### WHAT IS ASKED
Extract every line of the material below and reproduce it faithfully.

### STORED RECORDS
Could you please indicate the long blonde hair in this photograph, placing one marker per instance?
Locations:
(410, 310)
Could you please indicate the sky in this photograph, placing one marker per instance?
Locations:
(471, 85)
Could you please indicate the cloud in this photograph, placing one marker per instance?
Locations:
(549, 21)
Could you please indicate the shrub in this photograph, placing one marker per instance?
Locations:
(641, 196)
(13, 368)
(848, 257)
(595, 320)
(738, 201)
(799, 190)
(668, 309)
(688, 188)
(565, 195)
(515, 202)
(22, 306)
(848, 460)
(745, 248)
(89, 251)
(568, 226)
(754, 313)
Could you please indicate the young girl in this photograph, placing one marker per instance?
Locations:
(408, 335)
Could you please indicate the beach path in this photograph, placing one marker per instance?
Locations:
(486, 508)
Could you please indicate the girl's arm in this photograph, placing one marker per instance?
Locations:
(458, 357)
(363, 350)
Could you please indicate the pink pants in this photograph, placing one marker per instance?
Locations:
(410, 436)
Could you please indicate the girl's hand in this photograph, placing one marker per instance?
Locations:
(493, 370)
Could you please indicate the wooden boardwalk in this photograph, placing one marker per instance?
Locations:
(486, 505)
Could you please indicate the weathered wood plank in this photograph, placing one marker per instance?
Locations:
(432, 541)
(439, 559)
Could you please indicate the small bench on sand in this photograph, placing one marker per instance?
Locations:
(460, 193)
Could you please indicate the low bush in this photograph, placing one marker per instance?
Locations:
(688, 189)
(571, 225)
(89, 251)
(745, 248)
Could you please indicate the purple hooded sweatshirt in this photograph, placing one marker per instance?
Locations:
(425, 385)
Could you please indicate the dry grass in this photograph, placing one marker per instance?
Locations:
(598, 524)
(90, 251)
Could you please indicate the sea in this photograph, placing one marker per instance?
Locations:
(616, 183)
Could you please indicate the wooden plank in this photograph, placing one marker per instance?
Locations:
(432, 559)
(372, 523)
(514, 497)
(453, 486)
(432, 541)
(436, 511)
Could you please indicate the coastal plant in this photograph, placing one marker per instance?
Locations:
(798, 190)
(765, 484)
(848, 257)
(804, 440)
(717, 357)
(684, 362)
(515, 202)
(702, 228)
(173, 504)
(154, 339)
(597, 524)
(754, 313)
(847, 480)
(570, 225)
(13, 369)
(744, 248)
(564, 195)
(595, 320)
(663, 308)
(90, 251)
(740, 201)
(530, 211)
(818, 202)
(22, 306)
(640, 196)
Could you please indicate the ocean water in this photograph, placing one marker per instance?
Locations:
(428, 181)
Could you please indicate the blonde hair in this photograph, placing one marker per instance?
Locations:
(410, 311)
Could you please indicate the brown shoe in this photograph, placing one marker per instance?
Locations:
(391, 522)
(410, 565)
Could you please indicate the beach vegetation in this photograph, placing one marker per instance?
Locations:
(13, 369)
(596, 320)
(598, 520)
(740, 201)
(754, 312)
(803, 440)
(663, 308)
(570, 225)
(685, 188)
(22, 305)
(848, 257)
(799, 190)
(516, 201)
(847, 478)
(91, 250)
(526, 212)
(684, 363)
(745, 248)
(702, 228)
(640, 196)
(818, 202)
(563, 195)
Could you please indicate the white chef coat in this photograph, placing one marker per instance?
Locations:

### OUTPUT FOR THIS TASK
Could you please indicate the long blonde hair in this photograph, placing one marker per instance?
Locations:
(410, 310)
Could you please indicate the sky in this photograph, placing one marker per instance?
Locations:
(471, 85)
Could you please indicate the cloud in this photograph, placing one marker per instance?
Locations:
(549, 21)
Could you please indicate the shrub in this photograph, placing one marker per instance?
Locations:
(641, 196)
(13, 368)
(848, 257)
(595, 320)
(738, 201)
(799, 190)
(668, 309)
(688, 188)
(565, 195)
(515, 202)
(22, 306)
(848, 460)
(745, 248)
(89, 251)
(568, 226)
(754, 313)
Could you please indicate the young girl in this photograph, placing one marker per instance?
Locations:
(408, 335)
Could you please indicate the beach path in this photograph, placing one marker per instance?
Locations:
(486, 508)
Could you please indicate the girl's arm in this photograph, placing one marker per instance?
Locations:
(458, 357)
(363, 350)
Could you please indicate the pink pants in this photograph, placing one marker per instance?
Locations:
(410, 436)
Could you please indicate the girl's hand in this photograph, placing one marker per instance?
Locations:
(493, 370)
Could you please indicate the wooden boardwalk in this photograph, placing one marker per instance?
Locations:
(486, 505)
Could you please indicate the weathered wood plank in this photograph, placing one marker per instance?
Locations:
(432, 541)
(439, 559)
Could you please indicate the small bench on sand in this photograph, placing one marker per instance?
Locations:
(460, 193)
Could you please indicate the low bush in this photograph, placing one marker per instance?
Locations:
(688, 189)
(571, 225)
(89, 251)
(745, 248)
Could you please indicate the purple hooded sweatshirt in this photograph, placing one marker per instance?
Locations:
(425, 385)
Could you please indicate the dry grass in this photograph, placing one marker per instance?
Locations:
(598, 524)
(90, 251)
Could you please indicate the sea in this photograph, placing one marker per instance?
Locations:
(616, 183)
Could you please indicate the wooden plank in this photograph, placing one marker per instance?
Locations:
(432, 559)
(372, 523)
(514, 497)
(453, 486)
(432, 541)
(436, 511)
Could you please indicate the coastal plant in this photograph, placing one marker per instance?
Locations:
(798, 190)
(765, 484)
(848, 257)
(804, 440)
(717, 357)
(684, 362)
(515, 202)
(702, 228)
(173, 504)
(154, 339)
(597, 524)
(754, 313)
(847, 480)
(570, 225)
(13, 369)
(744, 248)
(564, 195)
(595, 320)
(663, 308)
(90, 251)
(740, 201)
(530, 211)
(818, 202)
(22, 306)
(640, 196)
Could you please indicate the ocean water in this photograph, placing one marker per instance?
Locations:
(428, 181)
Could you please indicate the blonde hair in this photograph, placing one marker per instance?
Locations:
(410, 311)
Could you please indicate the brown shoe in this photograph, placing one marker per instance?
Locations:
(391, 522)
(410, 565)
Could you please indicate the beach vegetation in this photograph, placing one marker per instance?
Locations:
(13, 369)
(596, 320)
(598, 520)
(740, 201)
(754, 312)
(803, 440)
(663, 308)
(570, 225)
(685, 188)
(22, 305)
(848, 257)
(799, 190)
(516, 201)
(847, 478)
(91, 250)
(526, 212)
(684, 363)
(745, 248)
(702, 228)
(640, 196)
(818, 202)
(563, 195)
Could you please indicate the white chef coat in this photograph, placing one marker per instance?
Locations:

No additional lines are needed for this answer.